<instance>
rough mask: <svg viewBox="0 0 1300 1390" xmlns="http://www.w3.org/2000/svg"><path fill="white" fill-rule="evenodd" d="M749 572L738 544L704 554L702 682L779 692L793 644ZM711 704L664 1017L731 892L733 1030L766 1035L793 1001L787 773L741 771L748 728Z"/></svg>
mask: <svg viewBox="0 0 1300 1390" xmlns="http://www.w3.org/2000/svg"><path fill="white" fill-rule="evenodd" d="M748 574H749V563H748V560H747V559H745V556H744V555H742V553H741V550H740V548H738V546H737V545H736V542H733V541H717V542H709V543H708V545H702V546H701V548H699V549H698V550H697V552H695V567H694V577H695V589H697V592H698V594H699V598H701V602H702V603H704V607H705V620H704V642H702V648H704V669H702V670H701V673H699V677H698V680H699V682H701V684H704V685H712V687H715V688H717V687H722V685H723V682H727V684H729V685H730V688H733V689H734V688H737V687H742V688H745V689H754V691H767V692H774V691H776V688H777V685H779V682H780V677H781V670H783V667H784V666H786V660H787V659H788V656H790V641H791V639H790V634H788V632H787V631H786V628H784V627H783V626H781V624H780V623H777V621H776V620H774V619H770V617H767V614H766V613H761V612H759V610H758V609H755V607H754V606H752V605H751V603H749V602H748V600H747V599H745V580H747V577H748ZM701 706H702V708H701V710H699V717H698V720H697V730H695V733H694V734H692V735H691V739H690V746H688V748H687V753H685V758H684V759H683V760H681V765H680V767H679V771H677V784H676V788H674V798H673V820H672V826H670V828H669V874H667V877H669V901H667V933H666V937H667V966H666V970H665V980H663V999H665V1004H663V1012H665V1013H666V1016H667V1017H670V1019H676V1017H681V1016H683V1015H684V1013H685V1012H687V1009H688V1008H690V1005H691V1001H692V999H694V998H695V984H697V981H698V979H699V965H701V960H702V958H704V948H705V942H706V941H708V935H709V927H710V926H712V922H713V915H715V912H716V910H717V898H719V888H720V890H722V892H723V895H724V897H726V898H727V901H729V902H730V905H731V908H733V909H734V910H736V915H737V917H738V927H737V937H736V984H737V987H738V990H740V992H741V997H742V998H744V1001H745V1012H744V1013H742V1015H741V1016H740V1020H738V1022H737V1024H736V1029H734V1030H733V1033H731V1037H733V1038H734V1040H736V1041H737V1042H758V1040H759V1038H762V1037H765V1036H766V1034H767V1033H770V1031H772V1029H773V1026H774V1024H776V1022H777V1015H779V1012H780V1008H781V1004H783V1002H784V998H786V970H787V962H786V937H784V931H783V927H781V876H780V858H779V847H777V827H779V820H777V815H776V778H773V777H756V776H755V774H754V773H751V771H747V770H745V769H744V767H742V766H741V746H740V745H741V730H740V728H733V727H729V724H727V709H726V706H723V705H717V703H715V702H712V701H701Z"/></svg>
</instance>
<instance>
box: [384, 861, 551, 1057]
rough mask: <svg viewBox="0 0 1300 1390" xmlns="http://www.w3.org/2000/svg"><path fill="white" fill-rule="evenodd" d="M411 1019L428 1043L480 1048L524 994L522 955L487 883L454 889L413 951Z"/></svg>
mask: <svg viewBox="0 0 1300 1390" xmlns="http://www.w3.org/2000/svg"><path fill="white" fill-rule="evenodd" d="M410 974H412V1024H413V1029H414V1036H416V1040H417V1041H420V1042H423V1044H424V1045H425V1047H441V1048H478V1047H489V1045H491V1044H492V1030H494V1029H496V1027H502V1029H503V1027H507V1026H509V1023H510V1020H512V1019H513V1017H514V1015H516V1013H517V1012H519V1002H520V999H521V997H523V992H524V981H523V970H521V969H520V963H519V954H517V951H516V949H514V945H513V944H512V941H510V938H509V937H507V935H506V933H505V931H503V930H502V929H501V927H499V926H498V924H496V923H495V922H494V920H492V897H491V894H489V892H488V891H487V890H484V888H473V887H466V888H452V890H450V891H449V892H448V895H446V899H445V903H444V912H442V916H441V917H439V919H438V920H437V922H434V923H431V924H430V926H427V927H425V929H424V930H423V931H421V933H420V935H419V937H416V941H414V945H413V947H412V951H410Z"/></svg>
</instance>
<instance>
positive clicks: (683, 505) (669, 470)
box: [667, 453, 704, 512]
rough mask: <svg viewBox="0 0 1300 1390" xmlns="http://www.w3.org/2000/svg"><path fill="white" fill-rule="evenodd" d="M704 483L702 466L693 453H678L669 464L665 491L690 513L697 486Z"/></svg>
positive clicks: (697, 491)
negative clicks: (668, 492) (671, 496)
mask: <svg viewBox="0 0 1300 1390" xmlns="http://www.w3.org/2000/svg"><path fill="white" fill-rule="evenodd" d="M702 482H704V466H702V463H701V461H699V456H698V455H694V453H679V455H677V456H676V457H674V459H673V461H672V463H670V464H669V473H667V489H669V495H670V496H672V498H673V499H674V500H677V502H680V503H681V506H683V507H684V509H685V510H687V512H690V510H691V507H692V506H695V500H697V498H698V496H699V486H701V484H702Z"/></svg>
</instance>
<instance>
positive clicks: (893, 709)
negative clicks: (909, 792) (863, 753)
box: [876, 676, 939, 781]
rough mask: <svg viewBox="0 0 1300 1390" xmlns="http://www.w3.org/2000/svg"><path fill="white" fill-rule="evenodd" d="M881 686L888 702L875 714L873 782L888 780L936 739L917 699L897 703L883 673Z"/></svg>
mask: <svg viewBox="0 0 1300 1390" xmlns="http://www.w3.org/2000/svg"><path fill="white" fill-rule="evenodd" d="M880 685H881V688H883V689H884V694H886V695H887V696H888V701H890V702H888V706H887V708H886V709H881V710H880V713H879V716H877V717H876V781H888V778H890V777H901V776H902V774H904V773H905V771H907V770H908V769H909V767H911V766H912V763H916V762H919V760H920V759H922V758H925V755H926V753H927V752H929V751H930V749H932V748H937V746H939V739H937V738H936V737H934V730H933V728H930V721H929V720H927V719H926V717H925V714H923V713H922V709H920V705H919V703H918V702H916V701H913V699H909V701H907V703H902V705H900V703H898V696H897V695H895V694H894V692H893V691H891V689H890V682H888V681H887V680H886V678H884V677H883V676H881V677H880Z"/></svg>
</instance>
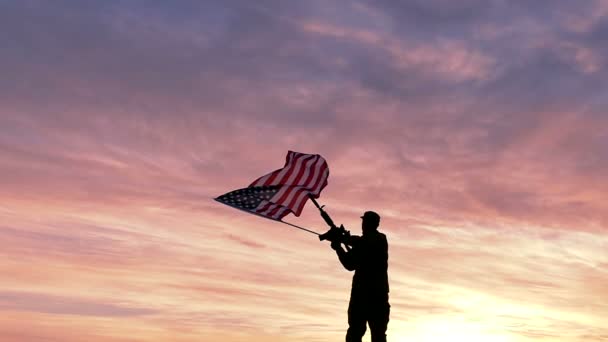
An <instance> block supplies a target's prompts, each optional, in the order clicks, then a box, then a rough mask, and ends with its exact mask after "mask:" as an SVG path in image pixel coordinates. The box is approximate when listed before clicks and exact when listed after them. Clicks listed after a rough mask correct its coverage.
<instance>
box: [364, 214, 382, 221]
mask: <svg viewBox="0 0 608 342" xmlns="http://www.w3.org/2000/svg"><path fill="white" fill-rule="evenodd" d="M361 218H362V219H369V220H372V221H376V222H380V215H378V214H377V213H376V212H375V211H366V212H365V213H363V216H361Z"/></svg>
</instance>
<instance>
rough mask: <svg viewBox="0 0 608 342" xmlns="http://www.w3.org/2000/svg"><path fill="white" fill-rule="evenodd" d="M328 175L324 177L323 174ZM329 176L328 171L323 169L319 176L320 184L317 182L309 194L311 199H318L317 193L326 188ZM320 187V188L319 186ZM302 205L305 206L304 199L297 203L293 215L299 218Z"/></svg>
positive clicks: (326, 169) (324, 176)
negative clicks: (323, 170) (326, 173)
mask: <svg viewBox="0 0 608 342" xmlns="http://www.w3.org/2000/svg"><path fill="white" fill-rule="evenodd" d="M326 172H327V173H328V174H327V176H326V175H325V173H326ZM328 176H329V170H328V169H327V167H325V170H324V171H323V174H322V175H321V178H320V179H322V180H323V181H322V182H318V183H317V184H316V186H315V188H313V191H312V192H311V193H310V194H311V195H312V197H314V198H318V197H319V195H318V194H319V193H320V192H321V190H323V188H324V187H325V186H327V177H328ZM319 185H320V186H319ZM304 204H306V199H304V200H303V201H301V202H300V203H298V205H297V206H298V207H297V208H295V214H296V216H300V213H302V209H304Z"/></svg>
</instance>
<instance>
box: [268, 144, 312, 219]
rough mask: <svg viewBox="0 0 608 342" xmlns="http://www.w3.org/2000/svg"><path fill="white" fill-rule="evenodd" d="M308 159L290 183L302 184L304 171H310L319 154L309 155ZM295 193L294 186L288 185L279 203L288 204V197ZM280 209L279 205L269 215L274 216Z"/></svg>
mask: <svg viewBox="0 0 608 342" xmlns="http://www.w3.org/2000/svg"><path fill="white" fill-rule="evenodd" d="M306 159H307V160H305V161H304V165H305V166H304V167H301V168H300V170H299V171H298V175H297V176H296V178H295V179H294V180H293V182H291V181H290V182H289V184H300V180H301V179H302V176H304V173H305V172H308V171H309V170H310V166H311V165H313V163H314V162H315V161H316V160H317V159H318V158H317V156H314V155H311V156H310V157H307V158H306ZM304 184H305V183H304ZM286 188H287V187H286ZM293 194H294V190H293V187H288V191H285V192H283V194H282V195H281V197H280V198H279V199H278V200H277V201H276V203H277V204H279V205H283V206H284V205H286V204H287V203H289V201H288V199H289V198H291V197H293ZM288 206H289V205H288ZM278 209H279V207H277V208H275V209H274V210H272V211H269V212H268V215H269V216H274V215H275V214H276V212H277V210H278Z"/></svg>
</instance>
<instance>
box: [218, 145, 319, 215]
mask: <svg viewBox="0 0 608 342" xmlns="http://www.w3.org/2000/svg"><path fill="white" fill-rule="evenodd" d="M328 176H329V168H328V166H327V162H326V161H325V159H324V158H323V157H322V156H320V155H318V154H306V153H299V152H294V151H288V153H287V156H286V157H285V166H284V167H283V168H281V169H278V170H275V171H272V172H270V173H268V174H266V175H264V176H262V177H259V178H258V179H256V180H255V181H253V182H252V183H251V184H250V185H249V187H247V188H244V189H238V190H235V191H231V192H229V193H226V194H224V195H222V196H219V197H218V198H216V200H218V201H219V202H222V203H224V204H227V205H229V206H232V207H235V208H239V209H242V210H245V211H249V212H251V213H253V214H257V215H260V216H263V217H266V218H269V219H273V220H280V219H282V218H283V217H285V216H286V215H288V214H289V213H293V214H295V215H296V216H299V215H300V214H301V212H302V209H303V208H304V205H305V204H306V200H307V199H308V198H309V196H312V197H314V198H318V197H319V194H320V192H321V190H323V188H324V187H325V186H326V185H327V178H328Z"/></svg>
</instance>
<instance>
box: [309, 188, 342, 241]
mask: <svg viewBox="0 0 608 342" xmlns="http://www.w3.org/2000/svg"><path fill="white" fill-rule="evenodd" d="M310 200H311V201H312V203H314V205H315V206H316V207H317V208H318V209H319V212H320V213H321V217H322V218H323V220H325V222H326V223H327V225H328V226H329V230H328V231H327V232H325V233H323V234H320V235H319V240H320V241H323V240H328V241H331V242H334V241H338V242H340V243H343V244H345V245H346V246H349V245H351V241H350V240H351V239H350V237H351V236H350V231H348V230H346V229H345V228H344V225H342V224H341V225H340V227H337V226H336V225H335V224H334V221H333V220H332V219H331V217H329V214H328V213H327V212H326V211H325V210H323V207H325V206H324V205H323V206H320V205H319V203H317V201H316V200H315V199H314V198H313V197H312V196H310Z"/></svg>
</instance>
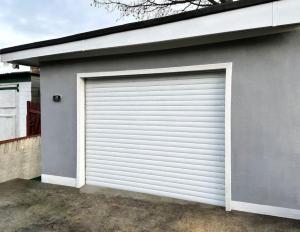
————
> **What you need to do**: The reply should consist solely of the lines above from the one that has "positive clicks: (683, 505) (669, 470)" through the one that has "box: [876, 676, 939, 781]", reproduced exactly.

> **Solution to this problem**:
positive clicks: (683, 505) (669, 470)
box: [667, 453, 704, 512]
rough mask: <svg viewBox="0 0 1300 1390" xmlns="http://www.w3.org/2000/svg"><path fill="white" fill-rule="evenodd" d="M704 483L702 466L693 453H678L669 464L665 491L690 513L697 486Z"/></svg>
positive clicks: (697, 491)
negative clicks: (668, 492) (671, 496)
mask: <svg viewBox="0 0 1300 1390" xmlns="http://www.w3.org/2000/svg"><path fill="white" fill-rule="evenodd" d="M702 482H704V466H702V463H701V461H699V456H698V455H694V453H679V455H677V456H676V457H674V459H673V461H672V463H670V464H669V473H667V489H669V495H670V496H672V498H673V499H674V500H677V502H680V503H681V506H683V507H684V509H685V510H687V512H690V510H691V507H692V506H695V500H697V498H698V496H699V486H701V484H702Z"/></svg>
</instance>
<instance>
positive clicks: (893, 709)
negative clicks: (909, 792) (863, 753)
box: [876, 676, 939, 781]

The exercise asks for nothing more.